抽出テキスト:
オーバーロードの原因となった条件が永続化したり悪化した場合は、SIP サーブレット コンテナでワークの実行に使用するワークマ ネージャ コンポーネント自体がオーバーロードとなる可能性があります。この時点でサーバは 503 応答の生成にスレッドの使用をやめ、その代わりにドロップ メッセージを開始します。このように、SIP コンテナのワーク マネージャ コンポーネントのコンフィグレーション サイズは、サーバで使用するオーバーロード保護の 2 番目の最終レベルを示します。

sipserver.xml においてはオーバーロード制御を慎重にコンフィグレーションし、適宜オーバーロードを引き起こした状況を解決します。

A.5.3 message-debug

message-debug 要素は、Oracle WebLogic Communication Services のログ ローテーションを使用してアクセス ロギングを有効化およびコンフィグレーションするために使用されます。 この要素はデプロイメント環境でのみ使用してください。アクセス ロギングでは、すべての SIP リクエストと応答が記録されるからです。

A.5.4 proxy - アウトバウンド プロキシ サーバの設定

RFC 3261 では、アウトバンド プロキシを次のように定義しています。「クライアントからのリクエストを受信するプロキシ。Request-URI で解決されるサーバでなくてもこう呼ぶ。一般に、UA では手動でアウトバンド プロキシがコンフィグレーションされるか、自動コンフィグレーション プロトコルによってアウトバンド プロキシのことを知ることができる。」

Oracle WebLogic Communication Services では、アウトバウンド プロキシ サーバを sipserver.xml 内で proxy 要素を使って指定します。proxy 要素では 1 つまたは複数のプロキシ サーバ URI を定義します。プロキシ プロセスの動作は、proxy-policy タグでプロキシ ポリシーを設定することで変更できます。例 A-0proxy 要素に指定可能な値を説明します。

デフォルトの動作は proxy ポリシーが有効であるかのようになっています。 この proxy ポリシーは次のことを意味します。リクエストが、コンフィグレーションされたアウトバウンド プロキシに送られること、そしてリクエスト内のルート ヘッダが Oracle WebLogic Communication Services によってなされたルーティング決定を保持し続けることです。これにより、アウトバウンド プロキシがリクエストに対してアクションを実行した後でリクエストを目的の受信者に届けることが可能になります。proxy ポリシーは初期リクエストに対してのみ実施されます。後続のリクエストについては、ルート セットがダイアログ内のどのポリシーにも優先します (アウトバウンド プロキシがルート セットに入れられることを望む場合は、レコード ルーティングをオンにすることができます)。

データ抜粋:
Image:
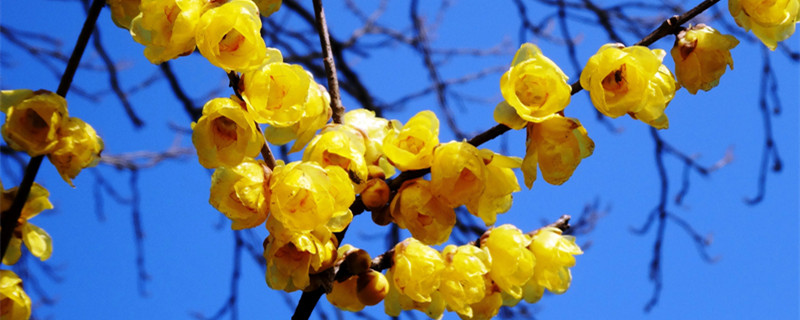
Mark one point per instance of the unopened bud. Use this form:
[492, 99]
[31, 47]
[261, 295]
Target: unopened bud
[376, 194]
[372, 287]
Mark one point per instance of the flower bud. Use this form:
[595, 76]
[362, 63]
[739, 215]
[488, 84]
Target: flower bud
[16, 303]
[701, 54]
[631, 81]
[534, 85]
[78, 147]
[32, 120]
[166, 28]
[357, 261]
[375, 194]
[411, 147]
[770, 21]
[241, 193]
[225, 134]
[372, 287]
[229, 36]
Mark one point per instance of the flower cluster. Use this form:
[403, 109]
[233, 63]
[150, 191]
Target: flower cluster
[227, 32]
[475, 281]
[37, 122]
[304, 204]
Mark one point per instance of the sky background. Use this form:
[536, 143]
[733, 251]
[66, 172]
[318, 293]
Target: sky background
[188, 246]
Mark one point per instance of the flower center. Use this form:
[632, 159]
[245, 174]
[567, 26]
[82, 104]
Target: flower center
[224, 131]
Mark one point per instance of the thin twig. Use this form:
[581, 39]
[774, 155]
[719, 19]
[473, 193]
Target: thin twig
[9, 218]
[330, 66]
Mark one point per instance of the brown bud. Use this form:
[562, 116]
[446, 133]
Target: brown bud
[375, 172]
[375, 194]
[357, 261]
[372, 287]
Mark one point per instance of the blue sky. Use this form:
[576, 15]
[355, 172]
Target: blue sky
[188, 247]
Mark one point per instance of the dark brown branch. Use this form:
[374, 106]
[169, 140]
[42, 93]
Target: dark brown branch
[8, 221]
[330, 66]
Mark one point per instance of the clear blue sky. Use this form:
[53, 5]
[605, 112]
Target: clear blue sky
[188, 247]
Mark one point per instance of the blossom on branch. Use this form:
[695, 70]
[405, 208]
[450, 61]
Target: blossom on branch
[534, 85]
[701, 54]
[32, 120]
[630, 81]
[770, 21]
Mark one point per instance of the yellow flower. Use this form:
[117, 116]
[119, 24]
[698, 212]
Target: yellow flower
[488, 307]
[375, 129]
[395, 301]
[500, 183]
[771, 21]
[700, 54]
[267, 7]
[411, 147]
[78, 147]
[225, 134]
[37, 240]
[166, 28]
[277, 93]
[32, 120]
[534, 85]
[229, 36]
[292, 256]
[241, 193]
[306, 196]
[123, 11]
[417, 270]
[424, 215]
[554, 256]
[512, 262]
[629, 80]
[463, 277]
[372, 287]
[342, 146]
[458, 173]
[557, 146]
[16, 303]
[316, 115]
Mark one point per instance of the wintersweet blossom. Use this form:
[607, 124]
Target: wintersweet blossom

課題:
1. 上の SIP サーバ設定の解説文から、「オーバーロードの原因となった条件が永続化したり悪化した場合は、SIP サーブレット コンテナでワークの実行に使用するワークマ」から「き起こした状況を解決します。」までを、両端も含めてそのまま書き写してください。
2. 上の SIP サーバ設定の解説文を、最後の文の後から書き継ぎなさい。

解答:
1.
オーバーロードの原因となった条件が永続化したり悪化した場合は、SIP サーブレット コンテナでワークの実行に使用するワークマ ネージャ コンポーネント自体がオーバーロードとなる可能性があります。この時点でサーバは 503 応答の生成にスレッドの使用をやめ、その代わりにドロップ メッセージを開始します。このように、SIP コンテナのワーク マネージャ コンポーネントのコンフィグレーション サイズは、サーバで使用するオーバーロード保護の 2 番目の最終レベルを示します。

sipserver.xml においてはオーバーロード制御を慎重にコンフィグレーションし、適宜オーバーロードを引き起こした状況を解決します。

2.
また、Oracle WebLogic Communication Services 上で書かれたプロキシ アプリケーションで、アウトバウンド プロキシ通過についてコンフィグレーションされた動作をオーバーライドしたい場合は、「X-BEA-Proxy-Policy」という名前と「domain」という値を持つ特別なヘッダを追加することができます。このヘッダは送信中にリクエストから削除されますが、コンフィグレーションされたアウトバウンド プロキシを無視するという効果があります。アプリケーションで X-BEA-Proxy-Policy カスタム ヘッダを使用することにより、コンフィグレーションされたポリシーをリクエストごとに個別にオーバーライドすることができます。このヘッダの有効な値は「domain」または「proxy」です。ただし、ポリシーが「proxy」にオーバーライドされる場合、アウトバウンド プロキシの URI がコンフィグレーションに含まれていなければアウトバウンド プロキシにルーティングすることはできません。

表 A-2 ネストされた proxy 要素

要素 説明
routing-policy

プロキシの動作をコンフィグレーションする省略可能な要素。有効な値は次のとおりです。

  • domain - RFC 3261 で定義されているルーティング ルールを使ってメッセージをプロキシします。アウトバウンド プロキシが指定されていても無視します。

  • proxy - メッセージをデフォルト プロキシ URI で指定されている下流のプロキシに送ります。複数のプロキシ指定がある場合は、それらのプロキシが指定されている順序で試行されます。ただし、UDP プロキシが試行される場合、後続のプロキシの設定は無視されます。

uri

プロキシ サーバの TCP または UDP URI。proxy 要素として少なくとも 1 つの URI を指定する必要があります。複数 URIs を proxy 要素内の複数 uri 要素に配置します。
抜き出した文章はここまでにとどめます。